[Dataset rows]
^^^^^^^^

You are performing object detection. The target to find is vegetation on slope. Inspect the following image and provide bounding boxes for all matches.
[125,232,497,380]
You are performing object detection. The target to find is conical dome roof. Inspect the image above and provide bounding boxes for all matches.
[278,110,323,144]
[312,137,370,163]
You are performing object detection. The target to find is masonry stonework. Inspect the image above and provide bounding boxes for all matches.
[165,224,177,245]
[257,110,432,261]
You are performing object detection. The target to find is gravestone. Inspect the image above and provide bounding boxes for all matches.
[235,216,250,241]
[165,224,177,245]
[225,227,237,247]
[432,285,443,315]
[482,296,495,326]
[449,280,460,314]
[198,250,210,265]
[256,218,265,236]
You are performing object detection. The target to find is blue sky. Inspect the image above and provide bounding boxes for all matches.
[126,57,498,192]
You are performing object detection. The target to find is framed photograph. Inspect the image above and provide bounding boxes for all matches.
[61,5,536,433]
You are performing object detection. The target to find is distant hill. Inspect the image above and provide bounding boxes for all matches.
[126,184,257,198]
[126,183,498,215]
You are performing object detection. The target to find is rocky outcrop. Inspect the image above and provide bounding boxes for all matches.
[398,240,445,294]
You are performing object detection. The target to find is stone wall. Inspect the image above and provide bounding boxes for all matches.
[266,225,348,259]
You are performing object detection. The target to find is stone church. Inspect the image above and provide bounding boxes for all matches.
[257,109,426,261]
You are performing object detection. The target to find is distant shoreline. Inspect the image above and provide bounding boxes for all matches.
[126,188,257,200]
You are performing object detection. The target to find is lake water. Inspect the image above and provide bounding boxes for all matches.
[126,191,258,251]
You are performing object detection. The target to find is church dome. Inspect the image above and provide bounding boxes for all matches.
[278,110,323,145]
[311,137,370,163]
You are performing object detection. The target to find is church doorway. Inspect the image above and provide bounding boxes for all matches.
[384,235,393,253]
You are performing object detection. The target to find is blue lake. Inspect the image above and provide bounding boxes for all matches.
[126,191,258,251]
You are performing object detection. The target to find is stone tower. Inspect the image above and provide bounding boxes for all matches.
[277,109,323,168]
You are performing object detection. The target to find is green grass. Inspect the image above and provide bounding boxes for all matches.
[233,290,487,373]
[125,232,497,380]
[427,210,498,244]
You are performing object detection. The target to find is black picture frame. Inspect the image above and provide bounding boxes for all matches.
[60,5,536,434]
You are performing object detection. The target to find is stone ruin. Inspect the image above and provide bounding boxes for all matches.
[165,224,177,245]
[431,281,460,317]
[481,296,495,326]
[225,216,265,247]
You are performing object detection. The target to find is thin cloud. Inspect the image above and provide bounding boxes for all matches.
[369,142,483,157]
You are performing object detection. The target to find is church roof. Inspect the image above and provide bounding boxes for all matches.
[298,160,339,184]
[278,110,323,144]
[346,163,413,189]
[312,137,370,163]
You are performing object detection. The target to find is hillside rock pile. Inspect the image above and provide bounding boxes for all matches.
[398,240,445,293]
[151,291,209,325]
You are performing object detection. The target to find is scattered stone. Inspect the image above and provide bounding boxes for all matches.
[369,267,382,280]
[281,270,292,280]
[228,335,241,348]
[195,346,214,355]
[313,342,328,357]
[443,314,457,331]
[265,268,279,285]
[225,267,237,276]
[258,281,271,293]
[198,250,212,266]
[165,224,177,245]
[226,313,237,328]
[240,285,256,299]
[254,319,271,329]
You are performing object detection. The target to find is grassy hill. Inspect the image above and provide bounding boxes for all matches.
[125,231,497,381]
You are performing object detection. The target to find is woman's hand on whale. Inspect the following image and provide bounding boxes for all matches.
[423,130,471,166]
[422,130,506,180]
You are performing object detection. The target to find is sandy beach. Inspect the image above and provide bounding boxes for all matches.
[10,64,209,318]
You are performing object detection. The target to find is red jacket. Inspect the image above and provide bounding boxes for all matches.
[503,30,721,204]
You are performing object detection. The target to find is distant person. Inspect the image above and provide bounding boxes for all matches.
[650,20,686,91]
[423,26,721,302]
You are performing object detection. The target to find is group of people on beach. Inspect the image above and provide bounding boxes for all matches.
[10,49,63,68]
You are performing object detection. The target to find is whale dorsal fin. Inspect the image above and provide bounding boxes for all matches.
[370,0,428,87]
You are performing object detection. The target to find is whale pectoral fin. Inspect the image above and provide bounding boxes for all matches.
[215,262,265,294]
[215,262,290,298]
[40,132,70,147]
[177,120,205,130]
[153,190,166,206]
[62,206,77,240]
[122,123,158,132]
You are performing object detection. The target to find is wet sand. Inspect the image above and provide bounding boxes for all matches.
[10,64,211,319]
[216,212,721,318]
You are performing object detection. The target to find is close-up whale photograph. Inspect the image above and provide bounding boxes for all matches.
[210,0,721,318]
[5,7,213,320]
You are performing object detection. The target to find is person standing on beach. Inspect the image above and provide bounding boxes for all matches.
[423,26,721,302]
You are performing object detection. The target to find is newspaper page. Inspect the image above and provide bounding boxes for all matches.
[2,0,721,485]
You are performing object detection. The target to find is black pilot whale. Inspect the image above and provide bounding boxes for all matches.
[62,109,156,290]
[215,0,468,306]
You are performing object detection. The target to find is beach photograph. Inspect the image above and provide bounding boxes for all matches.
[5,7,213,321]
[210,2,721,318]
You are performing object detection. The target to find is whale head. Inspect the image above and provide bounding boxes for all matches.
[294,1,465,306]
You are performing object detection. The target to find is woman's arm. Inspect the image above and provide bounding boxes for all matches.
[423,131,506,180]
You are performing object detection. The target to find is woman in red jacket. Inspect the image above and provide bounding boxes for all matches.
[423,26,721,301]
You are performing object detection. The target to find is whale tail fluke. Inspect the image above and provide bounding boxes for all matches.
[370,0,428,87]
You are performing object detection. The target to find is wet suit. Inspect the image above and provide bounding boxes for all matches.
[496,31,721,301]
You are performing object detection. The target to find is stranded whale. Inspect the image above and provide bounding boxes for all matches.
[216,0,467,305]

^^^^^^^^

EXERCISE INSTRUCTIONS: Can you give all of these entries again with "Inspect" replaced by "Examine" wherever it occurs, keeping everything else the same?

WRITTEN SOLUTION:
You are performing object detection. The target to find is vegetation on slope. Examine the following image and provide bounding boxes for all matches.
[125,232,497,380]
You are performing object detection. The target to find is conical dome roof. Examine the image above and provide bounding boxes for all matches.
[278,110,323,144]
[312,137,370,163]
You are performing object detection. The target to find is masonry stonework. Examine the image above and provide bounding boxes for all matches.
[165,224,177,245]
[257,110,432,261]
You are performing object detection. The target to find is gravestone. Examine the image above and provide bounding boxes for all matches.
[235,216,250,241]
[165,224,177,245]
[225,227,237,247]
[432,285,443,315]
[482,296,495,326]
[449,280,460,314]
[198,250,210,265]
[256,218,265,236]
You are performing object detection. The target to find is blue sky. Examine the image above and provide bounding boxes for all matches.
[126,57,498,192]
You are performing object detection. The target to find is framed photograph. Examine the image above and provide bounding boxes for all matches.
[61,5,536,433]
You are performing object detection. The target to find is distant hill. Examine the image above and provide bounding boxes for all matches.
[126,184,257,198]
[126,183,498,215]
You are performing object detection. The target to find is rocky outcrop. Examine the image above and provide bounding boxes for all matches.
[398,240,445,294]
You are performing object detection. The target to find is stone wall. Examine the image above and provide bounding boxes for all matches.
[266,225,348,259]
You are performing object detection. The target to find is stone church. Examine the image above and provide bounding boxes for all matches.
[257,109,426,261]
You are performing object detection. The target to find is distant shoreline. Examine the image above and provide bounding boxes for all matches.
[126,188,257,200]
You are performing object detection. The target to find is lake water. Examine the image above and provide bounding boxes for all matches.
[126,191,258,251]
You are performing object detection. The target to find is church dome. Examine the image above and provide bounding boxes for all matches.
[278,110,323,145]
[311,137,370,163]
You are performing object detection. The target to find is church doorway. Examine the image above and provide bounding boxes for all matches.
[384,235,393,253]
You are performing object detection. The target to find is blue lake. Examine the image above and provide bounding boxes for all matches.
[126,191,258,251]
You are performing object detection. The target to find is stone tower. Examine the image above and provide bounding boxes for all matches.
[277,109,323,168]
You are performing object detection. The target to find is green grass. Examine the image above and provide bounding boxes for all matches.
[233,290,487,373]
[125,232,497,380]
[427,210,498,244]
You are performing object detection. The target to find is black picture frame. Examine the image above and provide bounding boxes for all matches.
[60,5,536,434]
You are performing object detection. The target to find is stone ruin. Examine the image above and provide bounding boxes for all matches.
[165,224,177,245]
[431,281,460,317]
[481,296,495,326]
[225,216,265,247]
You are performing object detection. The target to find is thin cloud. Examine the image above and provide bounding boxes for all matches.
[369,142,483,157]
You are performing object detection. The target to find is church roof. Examine the image above and provide bounding boxes for all matches.
[298,160,339,184]
[278,110,323,144]
[346,163,413,189]
[312,137,370,163]
You are performing object detection. The target to find is hillside rock pile. Examine the image above and provide bounding boxes for all matches.
[398,240,445,293]
[151,291,209,325]
You are performing object detection. The target to find is scattered stone. Examine the image above and provide bounding boxes for all matches.
[369,267,382,280]
[281,270,292,280]
[228,335,241,348]
[195,346,214,355]
[313,342,328,357]
[443,314,457,331]
[265,268,279,285]
[225,267,237,276]
[258,281,271,293]
[198,250,212,266]
[165,224,177,245]
[226,313,237,328]
[240,285,256,299]
[254,319,271,329]
You are performing object detection. The target to find is grassy hill. Examine the image above and provide bounding boxes for all matches.
[125,231,497,381]
You are performing object detection. The target to find is woman's hand on whale. Examine the following image and provide bounding boxes for all matches.
[423,130,471,166]
[422,130,506,180]
You are performing object detection. The target to find is sandy beach. Examine the image above and provide bounding boxes for all matches.
[10,64,209,318]
You are performing object detection. The target to find is red jacket. Examine the image above and provide bounding boxes for all matches.
[503,30,721,204]
You are performing object detection. The target to find is distant person. Examine the image above and provide bounding boxes for all matches.
[650,20,686,91]
[423,26,721,302]
You are performing object detection. The target to find is group of people on beach. Examine the image above and provide bounding boxes for all matches.
[10,49,63,68]
You are performing object detection. The target to find is whale dorsal fin. Examine the image above and provide bounding boxes for all matches.
[370,0,428,87]
You are performing object detection. The target to find is whale pectoral fin. Examine the image above and provide bounding boxes for all matches.
[215,262,265,294]
[215,262,290,298]
[40,132,70,147]
[177,120,205,130]
[153,190,166,206]
[62,206,77,240]
[122,123,158,132]
You are performing object detection. The target to find is wet sand. Examine the image above and provide bounding boxes for all matches.
[10,64,211,319]
[216,212,721,318]
You are performing object detection. The target to find is close-up whale photograph. Examine the image above and provide bounding boxes for all matches.
[210,0,721,318]
[5,7,213,320]
You are performing object detection. The target to find is person standing on beach. Examine the image above and provide bounding boxes for all matches.
[423,26,721,302]
You are performing object detection. The target to find is newspaper page. Examine the image above and provide bounding boxes for all matches.
[2,0,721,485]
You are performing object detection. The target to find is black pilot whale. Examine the image above and provide bounding boxes for all matches.
[62,109,156,290]
[215,0,468,306]
You are performing object detection. The target to find is beach photograph. Examine the image above and provide bounding boxes for all matches.
[5,7,213,321]
[210,2,721,318]
You are performing object detection. The target to find is whale head. Examine the image above and provide bounding boxes for all matches.
[294,1,465,306]
You are performing object detection. The target to find is woman's arm. Examine the image above and provide bounding boxes for all matches.
[423,131,506,180]
You are performing object detection. The target to find is woman in red jacket. Examine the image above and provide bounding boxes for all matches.
[423,26,721,301]
You are performing object detection. The target to find is whale tail fluke. Examine the image above and provide bounding boxes for all matches.
[370,0,428,87]
You are performing object detection. The target to find is wet suit. Examine the image above and provide bounding boxes for all matches.
[496,31,721,301]
You are performing object detection. The target to find is stranded whale. Examine the image above and provide bounding boxes for all matches.
[216,0,467,305]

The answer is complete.